[START Provided data]
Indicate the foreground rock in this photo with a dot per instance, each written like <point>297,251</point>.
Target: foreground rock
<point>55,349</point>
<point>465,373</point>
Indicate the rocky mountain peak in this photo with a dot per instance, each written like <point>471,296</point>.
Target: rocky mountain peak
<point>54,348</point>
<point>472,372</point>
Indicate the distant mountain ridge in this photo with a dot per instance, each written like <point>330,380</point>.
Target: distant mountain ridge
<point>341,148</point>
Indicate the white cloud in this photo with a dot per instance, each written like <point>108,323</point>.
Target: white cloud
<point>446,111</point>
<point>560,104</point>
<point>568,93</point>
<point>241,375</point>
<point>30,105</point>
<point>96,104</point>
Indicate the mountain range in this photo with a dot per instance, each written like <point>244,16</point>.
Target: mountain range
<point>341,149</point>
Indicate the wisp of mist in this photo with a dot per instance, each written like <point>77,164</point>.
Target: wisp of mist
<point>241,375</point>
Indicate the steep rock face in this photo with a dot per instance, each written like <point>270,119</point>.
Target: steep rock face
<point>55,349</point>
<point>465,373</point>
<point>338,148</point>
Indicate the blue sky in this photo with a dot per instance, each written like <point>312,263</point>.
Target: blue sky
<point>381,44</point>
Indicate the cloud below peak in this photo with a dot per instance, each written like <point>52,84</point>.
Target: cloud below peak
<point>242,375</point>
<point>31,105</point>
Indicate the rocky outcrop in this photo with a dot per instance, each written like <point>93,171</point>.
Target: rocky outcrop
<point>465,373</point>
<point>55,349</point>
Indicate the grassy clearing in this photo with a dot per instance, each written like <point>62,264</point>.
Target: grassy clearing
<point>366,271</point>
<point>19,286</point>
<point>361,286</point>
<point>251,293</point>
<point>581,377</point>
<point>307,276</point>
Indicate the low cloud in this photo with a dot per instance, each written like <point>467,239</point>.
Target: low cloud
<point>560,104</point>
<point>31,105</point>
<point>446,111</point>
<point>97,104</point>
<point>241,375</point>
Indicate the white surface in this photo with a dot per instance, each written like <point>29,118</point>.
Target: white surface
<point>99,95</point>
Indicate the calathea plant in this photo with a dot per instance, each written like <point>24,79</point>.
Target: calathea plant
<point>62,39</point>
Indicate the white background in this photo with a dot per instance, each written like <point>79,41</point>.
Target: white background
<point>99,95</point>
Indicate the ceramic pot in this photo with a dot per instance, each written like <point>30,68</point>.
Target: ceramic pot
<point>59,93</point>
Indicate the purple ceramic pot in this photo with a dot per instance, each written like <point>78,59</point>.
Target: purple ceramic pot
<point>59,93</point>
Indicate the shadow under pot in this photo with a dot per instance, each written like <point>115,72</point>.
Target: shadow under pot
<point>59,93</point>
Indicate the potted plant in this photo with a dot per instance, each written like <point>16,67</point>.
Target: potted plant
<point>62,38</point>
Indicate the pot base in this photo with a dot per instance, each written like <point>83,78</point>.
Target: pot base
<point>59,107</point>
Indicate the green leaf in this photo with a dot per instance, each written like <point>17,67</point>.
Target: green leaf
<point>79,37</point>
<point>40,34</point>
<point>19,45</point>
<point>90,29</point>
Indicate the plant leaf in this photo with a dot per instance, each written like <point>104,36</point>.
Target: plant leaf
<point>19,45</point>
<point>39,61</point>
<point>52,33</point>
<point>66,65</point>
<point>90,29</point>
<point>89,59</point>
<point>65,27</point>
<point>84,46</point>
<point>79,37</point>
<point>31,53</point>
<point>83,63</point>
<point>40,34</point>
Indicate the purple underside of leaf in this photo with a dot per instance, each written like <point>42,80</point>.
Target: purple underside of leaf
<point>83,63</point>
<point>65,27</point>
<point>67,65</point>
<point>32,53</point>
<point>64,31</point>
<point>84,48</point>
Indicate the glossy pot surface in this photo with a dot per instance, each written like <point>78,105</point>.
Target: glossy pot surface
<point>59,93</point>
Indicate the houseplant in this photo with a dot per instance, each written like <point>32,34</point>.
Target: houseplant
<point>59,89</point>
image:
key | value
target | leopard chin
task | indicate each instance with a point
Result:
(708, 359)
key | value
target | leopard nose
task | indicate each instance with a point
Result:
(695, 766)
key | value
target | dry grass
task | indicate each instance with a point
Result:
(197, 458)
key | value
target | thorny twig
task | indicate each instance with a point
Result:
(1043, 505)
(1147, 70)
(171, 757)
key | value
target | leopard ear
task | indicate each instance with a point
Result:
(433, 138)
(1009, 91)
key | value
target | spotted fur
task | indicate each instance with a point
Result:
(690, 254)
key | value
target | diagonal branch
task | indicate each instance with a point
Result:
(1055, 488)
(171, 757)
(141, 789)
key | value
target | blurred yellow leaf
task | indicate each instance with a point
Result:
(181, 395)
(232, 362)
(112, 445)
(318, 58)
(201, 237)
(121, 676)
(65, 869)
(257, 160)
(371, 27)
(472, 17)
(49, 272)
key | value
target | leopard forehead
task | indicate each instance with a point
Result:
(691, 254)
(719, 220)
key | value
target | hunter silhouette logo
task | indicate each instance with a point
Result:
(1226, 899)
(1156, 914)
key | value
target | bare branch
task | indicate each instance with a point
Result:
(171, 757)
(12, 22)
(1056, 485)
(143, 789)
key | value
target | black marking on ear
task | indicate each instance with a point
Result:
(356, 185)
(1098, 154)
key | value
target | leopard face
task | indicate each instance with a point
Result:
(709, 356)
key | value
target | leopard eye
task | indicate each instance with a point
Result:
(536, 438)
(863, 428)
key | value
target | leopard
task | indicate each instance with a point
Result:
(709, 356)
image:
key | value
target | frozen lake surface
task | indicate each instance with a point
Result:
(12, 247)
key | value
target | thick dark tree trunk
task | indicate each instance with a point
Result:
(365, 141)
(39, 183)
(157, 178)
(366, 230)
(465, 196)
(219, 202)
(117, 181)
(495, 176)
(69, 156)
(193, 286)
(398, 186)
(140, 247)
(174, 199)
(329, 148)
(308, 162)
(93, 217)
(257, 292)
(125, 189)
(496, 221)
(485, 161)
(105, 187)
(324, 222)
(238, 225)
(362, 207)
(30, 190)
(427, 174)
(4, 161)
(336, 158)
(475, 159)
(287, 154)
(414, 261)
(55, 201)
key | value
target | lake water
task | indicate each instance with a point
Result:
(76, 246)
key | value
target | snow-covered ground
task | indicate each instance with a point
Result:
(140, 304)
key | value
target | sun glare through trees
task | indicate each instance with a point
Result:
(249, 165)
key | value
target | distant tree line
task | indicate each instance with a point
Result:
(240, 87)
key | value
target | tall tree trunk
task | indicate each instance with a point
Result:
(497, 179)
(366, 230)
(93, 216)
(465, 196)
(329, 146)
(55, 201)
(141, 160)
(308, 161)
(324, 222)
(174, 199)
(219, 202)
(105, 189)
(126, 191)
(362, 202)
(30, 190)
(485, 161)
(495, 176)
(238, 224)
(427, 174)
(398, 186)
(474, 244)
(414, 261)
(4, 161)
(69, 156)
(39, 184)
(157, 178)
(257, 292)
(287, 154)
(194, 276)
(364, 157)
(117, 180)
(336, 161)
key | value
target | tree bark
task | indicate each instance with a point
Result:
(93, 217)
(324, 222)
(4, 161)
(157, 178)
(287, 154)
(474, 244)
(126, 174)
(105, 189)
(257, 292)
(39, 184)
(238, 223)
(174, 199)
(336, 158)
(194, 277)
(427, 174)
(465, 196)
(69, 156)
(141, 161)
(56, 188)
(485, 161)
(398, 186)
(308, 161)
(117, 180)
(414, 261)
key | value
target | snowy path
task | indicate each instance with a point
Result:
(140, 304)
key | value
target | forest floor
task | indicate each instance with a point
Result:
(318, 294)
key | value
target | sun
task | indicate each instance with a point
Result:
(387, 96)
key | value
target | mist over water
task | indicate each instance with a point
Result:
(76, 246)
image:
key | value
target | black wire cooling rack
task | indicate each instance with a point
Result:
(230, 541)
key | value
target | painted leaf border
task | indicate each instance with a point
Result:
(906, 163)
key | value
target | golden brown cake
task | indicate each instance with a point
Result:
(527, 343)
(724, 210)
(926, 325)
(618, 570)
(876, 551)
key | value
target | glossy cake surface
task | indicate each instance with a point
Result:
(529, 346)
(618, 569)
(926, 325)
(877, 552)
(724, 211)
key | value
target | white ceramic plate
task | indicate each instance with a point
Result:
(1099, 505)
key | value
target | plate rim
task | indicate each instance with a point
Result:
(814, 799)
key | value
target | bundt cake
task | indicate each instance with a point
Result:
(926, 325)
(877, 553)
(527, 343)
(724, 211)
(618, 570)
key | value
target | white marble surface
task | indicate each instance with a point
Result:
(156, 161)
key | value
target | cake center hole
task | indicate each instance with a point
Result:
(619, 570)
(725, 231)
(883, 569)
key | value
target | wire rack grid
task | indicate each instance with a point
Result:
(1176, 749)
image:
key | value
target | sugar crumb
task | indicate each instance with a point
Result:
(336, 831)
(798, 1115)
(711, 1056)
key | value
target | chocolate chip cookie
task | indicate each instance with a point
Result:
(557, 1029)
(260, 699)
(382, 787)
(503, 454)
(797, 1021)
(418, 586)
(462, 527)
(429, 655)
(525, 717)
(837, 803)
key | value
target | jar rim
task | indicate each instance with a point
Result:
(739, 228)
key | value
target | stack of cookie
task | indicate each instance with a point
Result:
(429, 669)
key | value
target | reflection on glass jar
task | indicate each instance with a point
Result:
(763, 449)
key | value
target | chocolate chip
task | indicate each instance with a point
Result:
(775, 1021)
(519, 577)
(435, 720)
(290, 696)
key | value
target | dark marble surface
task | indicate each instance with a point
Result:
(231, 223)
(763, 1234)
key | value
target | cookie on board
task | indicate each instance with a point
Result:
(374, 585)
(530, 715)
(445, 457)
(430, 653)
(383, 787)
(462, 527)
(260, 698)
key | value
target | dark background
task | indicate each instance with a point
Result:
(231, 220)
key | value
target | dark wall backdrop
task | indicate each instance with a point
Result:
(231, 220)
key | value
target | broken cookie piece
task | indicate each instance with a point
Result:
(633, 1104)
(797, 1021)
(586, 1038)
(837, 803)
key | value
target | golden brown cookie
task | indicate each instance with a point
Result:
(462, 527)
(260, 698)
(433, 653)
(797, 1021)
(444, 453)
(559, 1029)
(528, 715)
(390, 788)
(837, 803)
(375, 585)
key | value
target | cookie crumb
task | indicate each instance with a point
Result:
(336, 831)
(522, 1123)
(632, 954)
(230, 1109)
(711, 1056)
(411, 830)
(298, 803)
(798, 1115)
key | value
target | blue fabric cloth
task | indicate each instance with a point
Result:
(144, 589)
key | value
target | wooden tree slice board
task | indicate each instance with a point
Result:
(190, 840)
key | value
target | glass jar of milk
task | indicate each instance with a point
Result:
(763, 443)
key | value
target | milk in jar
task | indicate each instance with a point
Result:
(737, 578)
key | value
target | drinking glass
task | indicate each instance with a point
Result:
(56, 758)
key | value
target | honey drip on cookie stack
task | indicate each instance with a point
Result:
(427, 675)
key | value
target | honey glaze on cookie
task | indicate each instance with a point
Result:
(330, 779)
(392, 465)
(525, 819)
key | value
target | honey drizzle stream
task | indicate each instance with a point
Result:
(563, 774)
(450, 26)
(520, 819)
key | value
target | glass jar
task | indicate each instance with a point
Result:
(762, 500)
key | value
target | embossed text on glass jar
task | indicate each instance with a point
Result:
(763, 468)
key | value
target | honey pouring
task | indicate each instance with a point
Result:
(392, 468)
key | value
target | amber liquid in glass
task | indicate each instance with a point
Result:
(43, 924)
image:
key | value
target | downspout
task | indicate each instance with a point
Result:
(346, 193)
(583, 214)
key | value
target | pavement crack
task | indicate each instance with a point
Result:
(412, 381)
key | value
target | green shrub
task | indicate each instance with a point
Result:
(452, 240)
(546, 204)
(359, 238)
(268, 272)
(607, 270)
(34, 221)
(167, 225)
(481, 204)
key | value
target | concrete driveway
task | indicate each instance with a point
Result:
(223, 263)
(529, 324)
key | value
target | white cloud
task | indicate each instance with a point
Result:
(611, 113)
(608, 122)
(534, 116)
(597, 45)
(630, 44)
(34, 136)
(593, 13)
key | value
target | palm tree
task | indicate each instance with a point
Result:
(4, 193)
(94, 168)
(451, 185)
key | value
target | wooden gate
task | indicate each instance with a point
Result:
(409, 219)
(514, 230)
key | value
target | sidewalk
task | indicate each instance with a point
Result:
[END Provided data]
What the exercise asks »
Express everything from the first item up to and including the line with "<point>341,148</point>" as a two-column CSV with the headers instruction and response, one row per item. Put each item's text and its answer in one quoted field apiece, replacing line breaks with spaces.

Response to the exercise »
instruction,response
"Indicate the foreground rock in this photo with a dot per instance, each written like <point>297,251</point>. Target: foreground rock","<point>55,349</point> <point>465,373</point>"
"Indicate the rocky mountain peak in this photo with a dot per instance, each written like <point>471,296</point>. Target: rocky mountain peak","<point>54,348</point> <point>472,372</point>"
"Indicate the distant mountain ridge in this photo with a dot per instance, each written like <point>330,380</point>. Target: distant mountain ridge","<point>341,148</point>"